**Task to carry out:**
Copy out each line of the data holding "beach".

**Extracted data:**
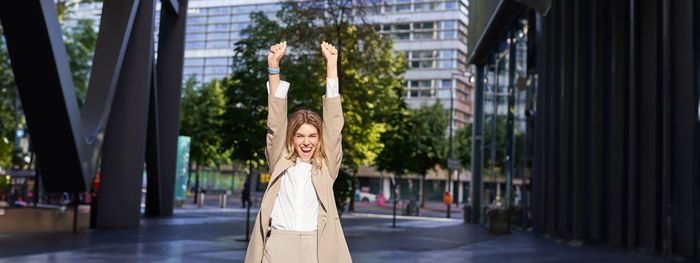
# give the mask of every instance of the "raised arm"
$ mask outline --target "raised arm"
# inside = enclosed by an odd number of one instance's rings
[[[333,45],[323,42],[321,52],[326,59],[326,96],[323,98],[323,144],[328,168],[333,180],[338,176],[343,160],[341,131],[345,120],[338,92],[338,51]]]
[[[267,55],[269,81],[267,82],[267,145],[265,157],[270,172],[284,152],[284,140],[287,137],[287,90],[289,83],[280,80],[279,63],[287,51],[287,42],[281,42],[270,47]]]

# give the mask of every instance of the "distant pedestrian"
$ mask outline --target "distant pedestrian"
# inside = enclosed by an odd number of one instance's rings
[[[241,191],[241,207],[245,208],[246,204],[250,205],[250,182],[248,179],[243,182],[243,191]]]
[[[287,43],[281,42],[267,56],[265,157],[271,176],[245,262],[352,262],[333,197],[333,182],[343,158],[338,52],[331,44],[321,44],[326,59],[323,120],[310,110],[299,110],[288,120],[289,83],[279,75],[286,50]]]

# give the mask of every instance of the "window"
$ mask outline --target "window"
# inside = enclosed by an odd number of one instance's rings
[[[440,58],[454,58],[455,57],[455,51],[454,50],[441,50],[440,51]]]
[[[431,97],[431,95],[430,95],[430,90],[427,90],[427,89],[426,89],[426,90],[411,90],[411,91],[409,92],[409,94],[410,94],[410,96],[411,96],[412,98],[416,98],[416,97]]]
[[[203,49],[204,42],[187,42],[185,43],[185,49]]]
[[[202,74],[202,67],[185,67],[182,70],[182,75],[189,76],[192,74]]]
[[[424,23],[413,24],[414,29],[433,29],[434,26],[435,26],[435,23],[433,23],[433,22],[424,22]]]
[[[413,39],[433,39],[433,32],[415,32],[413,33]]]
[[[207,23],[207,17],[206,16],[189,16],[187,17],[187,24],[188,25],[196,25],[196,24],[206,24]]]
[[[450,89],[440,89],[438,90],[438,97],[439,98],[450,98]]]
[[[434,58],[435,56],[433,55],[432,50],[428,51],[413,51],[413,59],[418,59],[418,58]]]
[[[207,27],[209,31],[228,31],[230,28],[229,24],[210,24]]]
[[[411,80],[411,88],[430,88],[432,86],[430,82],[429,79]]]
[[[455,9],[457,7],[456,2],[445,2],[445,9]]]
[[[250,20],[250,16],[248,15],[233,15],[231,16],[231,21],[232,22],[244,22]]]
[[[255,11],[255,6],[252,5],[233,7],[233,13],[245,13],[246,16],[248,16],[248,14],[253,11]]]
[[[209,41],[207,42],[207,48],[227,48],[229,47],[228,41]]]
[[[411,66],[414,68],[434,68],[434,60],[412,61]]]
[[[206,12],[205,9],[188,8],[188,9],[187,9],[187,19],[189,19],[190,17],[195,16],[195,15],[203,15],[203,14],[206,14],[206,13],[207,13],[207,12]]]
[[[452,87],[452,80],[451,80],[451,79],[443,79],[443,80],[442,80],[442,87],[443,87],[443,88],[450,88],[450,87]]]
[[[398,30],[411,30],[411,24],[395,24],[392,26],[394,31]]]
[[[204,64],[203,58],[186,58],[185,67],[187,66],[202,66]]]
[[[204,31],[206,31],[206,27],[204,26],[187,26],[187,33]]]
[[[209,33],[207,35],[207,40],[221,40],[221,39],[228,39],[228,38],[229,38],[228,32]]]
[[[210,16],[209,23],[228,23],[231,21],[230,16]]]
[[[207,66],[228,65],[228,58],[207,58]]]
[[[440,68],[454,68],[454,60],[442,60],[440,61]]]
[[[411,5],[395,5],[396,12],[411,12]]]
[[[218,67],[206,67],[204,68],[204,73],[206,74],[226,74],[226,66]]]
[[[231,7],[228,7],[228,6],[209,8],[209,14],[223,15],[223,14],[230,14],[230,13],[231,13]]]
[[[204,40],[204,36],[204,34],[186,34],[185,39],[187,39],[187,41]]]
[[[442,32],[442,39],[454,39],[456,33],[457,32],[455,32],[453,30],[443,31]]]
[[[263,11],[263,12],[277,11],[277,10],[280,10],[281,8],[282,7],[279,4],[258,5],[258,11]]]
[[[410,33],[397,33],[393,34],[395,39],[410,39],[411,34]]]
[[[415,4],[413,8],[415,8],[415,11],[435,10],[435,9],[437,9],[437,3]]]
[[[444,29],[452,29],[452,28],[455,28],[455,21],[443,21],[443,22],[442,22],[442,28],[444,28]]]

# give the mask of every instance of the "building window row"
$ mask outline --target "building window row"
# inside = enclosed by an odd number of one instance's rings
[[[244,6],[217,6],[209,8],[189,8],[187,9],[188,19],[190,17],[205,16],[205,15],[228,15],[228,14],[245,14],[250,12],[275,12],[282,9],[280,4],[260,4],[260,5],[244,5]]]
[[[421,68],[460,68],[466,69],[467,56],[458,50],[415,50],[404,51],[408,63],[415,69]]]
[[[467,26],[453,21],[429,21],[376,25],[375,30],[395,40],[459,39],[467,41]]]
[[[207,25],[188,25],[187,33],[204,33],[212,31],[243,30],[250,26],[250,23],[216,23]]]
[[[371,1],[370,1],[371,2]],[[414,0],[411,3],[410,0],[394,0],[394,1],[376,1],[375,3],[368,3],[364,7],[366,13],[369,14],[379,14],[379,13],[404,13],[404,12],[420,12],[420,11],[439,11],[439,10],[457,10],[464,13],[464,15],[469,14],[469,9],[467,8],[467,1],[430,1],[430,0]]]

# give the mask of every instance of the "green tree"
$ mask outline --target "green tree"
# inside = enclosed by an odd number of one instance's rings
[[[199,191],[200,167],[218,168],[229,157],[221,136],[226,105],[221,81],[213,80],[197,87],[196,80],[190,77],[182,91],[181,105],[180,133],[191,138],[190,161],[196,165],[196,189]],[[190,181],[189,175],[187,181]]]
[[[0,26],[0,167],[8,169],[17,126],[17,88]]]
[[[410,156],[413,147],[407,142],[411,137],[411,122],[409,122],[411,111],[406,106],[403,94],[406,89],[403,86],[395,87],[396,102],[393,103],[387,121],[387,129],[381,136],[381,143],[384,148],[377,155],[375,164],[378,170],[392,173],[395,180],[392,180],[391,198],[394,200],[394,210],[396,209],[396,187],[399,179],[407,174],[406,156]],[[395,212],[395,211],[394,211]],[[394,220],[394,226],[395,226]]]
[[[278,41],[275,36],[280,30],[262,12],[251,13],[251,20],[252,26],[241,32],[245,37],[235,44],[233,73],[223,80],[228,103],[222,130],[231,160],[245,165],[249,178],[254,168],[265,164],[267,60],[261,54]],[[287,60],[285,56],[281,61],[283,74],[289,69]]]
[[[448,116],[438,99],[432,105],[423,104],[414,110],[410,118],[411,128],[408,144],[413,151],[406,158],[408,170],[421,176],[420,205],[425,206],[425,175],[428,170],[447,162]]]
[[[92,58],[97,44],[97,32],[95,22],[91,19],[76,21],[75,27],[64,28],[66,53],[73,76],[75,96],[78,106],[82,108],[87,95],[90,71],[92,70]]]
[[[472,123],[468,123],[455,131],[454,154],[456,159],[466,169],[472,167]]]

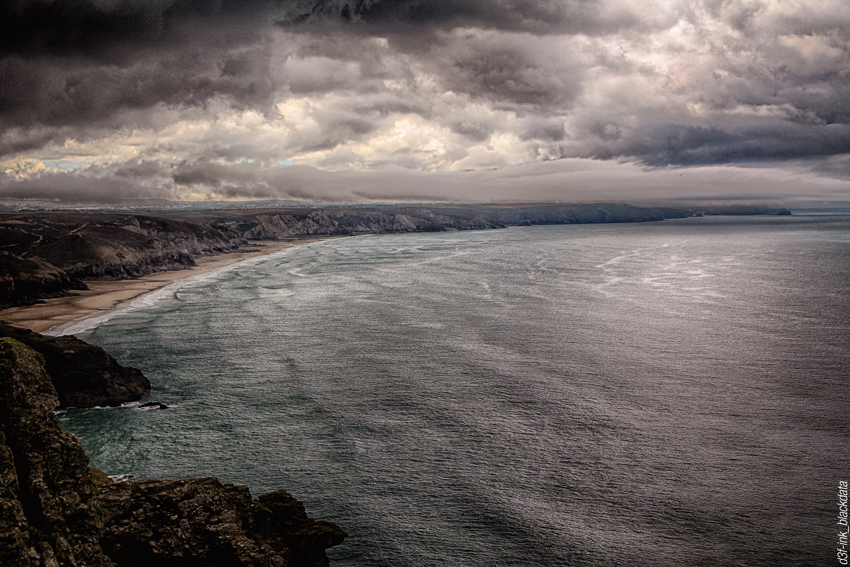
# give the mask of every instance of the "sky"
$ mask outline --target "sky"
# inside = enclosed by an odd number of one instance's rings
[[[4,0],[0,199],[850,201],[850,0]]]

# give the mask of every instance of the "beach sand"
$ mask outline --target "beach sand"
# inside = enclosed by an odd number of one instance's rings
[[[296,242],[263,241],[252,242],[256,251],[235,252],[207,256],[196,260],[197,266],[172,272],[157,272],[138,279],[118,281],[87,281],[86,291],[72,292],[68,297],[46,299],[44,303],[9,307],[0,309],[0,319],[39,333],[49,331],[54,327],[67,325],[77,319],[88,317],[93,313],[103,313],[117,306],[161,289],[177,280],[194,277],[206,272],[279,252],[299,244],[315,242],[319,239],[298,240]]]

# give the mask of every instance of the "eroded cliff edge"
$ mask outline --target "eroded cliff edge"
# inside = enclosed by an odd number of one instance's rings
[[[2,321],[0,337],[13,338],[44,357],[60,407],[120,406],[150,390],[150,380],[141,370],[118,364],[101,347],[77,337],[48,337]]]
[[[284,491],[214,478],[112,483],[53,411],[44,358],[0,338],[0,565],[321,566],[345,533]]]

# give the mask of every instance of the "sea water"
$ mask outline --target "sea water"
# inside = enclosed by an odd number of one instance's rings
[[[92,465],[285,488],[344,566],[832,565],[850,217],[299,246],[84,338],[151,379]]]

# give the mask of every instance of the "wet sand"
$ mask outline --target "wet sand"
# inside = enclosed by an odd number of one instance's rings
[[[172,272],[157,272],[134,280],[87,281],[86,291],[74,291],[74,295],[47,299],[44,303],[0,309],[0,319],[17,327],[24,327],[39,333],[55,327],[65,326],[72,321],[103,313],[117,306],[154,292],[178,280],[202,275],[207,272],[237,264],[244,260],[268,256],[297,246],[315,242],[319,239],[298,240],[295,242],[252,242],[253,252],[236,252],[198,258],[197,266]]]

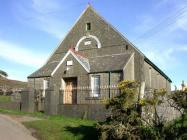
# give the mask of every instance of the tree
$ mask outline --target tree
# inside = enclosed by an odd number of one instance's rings
[[[7,74],[6,72],[0,70],[0,76],[1,76],[1,75],[4,76],[4,77],[7,77],[7,76],[8,76],[8,74]]]

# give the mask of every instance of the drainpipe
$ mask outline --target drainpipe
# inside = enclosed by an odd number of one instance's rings
[[[110,97],[111,97],[111,95],[110,95],[110,75],[111,75],[111,72],[108,72],[108,85],[109,85],[109,91],[108,91],[108,93],[109,93],[109,99],[110,99]]]

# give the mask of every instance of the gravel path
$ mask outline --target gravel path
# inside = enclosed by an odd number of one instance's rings
[[[0,114],[0,139],[1,140],[36,140],[31,132],[20,122],[33,121],[35,118],[27,116],[10,116]]]

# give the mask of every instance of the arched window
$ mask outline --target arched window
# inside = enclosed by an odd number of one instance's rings
[[[101,42],[99,41],[99,39],[98,39],[96,36],[94,36],[94,35],[87,35],[87,36],[83,36],[83,37],[81,37],[81,38],[79,39],[79,41],[78,41],[77,44],[76,44],[75,51],[78,51],[78,50],[79,50],[79,45],[80,45],[80,43],[81,43],[83,40],[85,40],[86,38],[92,38],[92,39],[94,39],[94,40],[97,42],[97,48],[101,48]]]

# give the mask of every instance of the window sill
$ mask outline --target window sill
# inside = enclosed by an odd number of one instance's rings
[[[101,97],[86,97],[86,100],[102,100]]]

**Result for this exercise:**
# give the mask of every instance of the "beach sand"
$ mask outline --target "beach sand"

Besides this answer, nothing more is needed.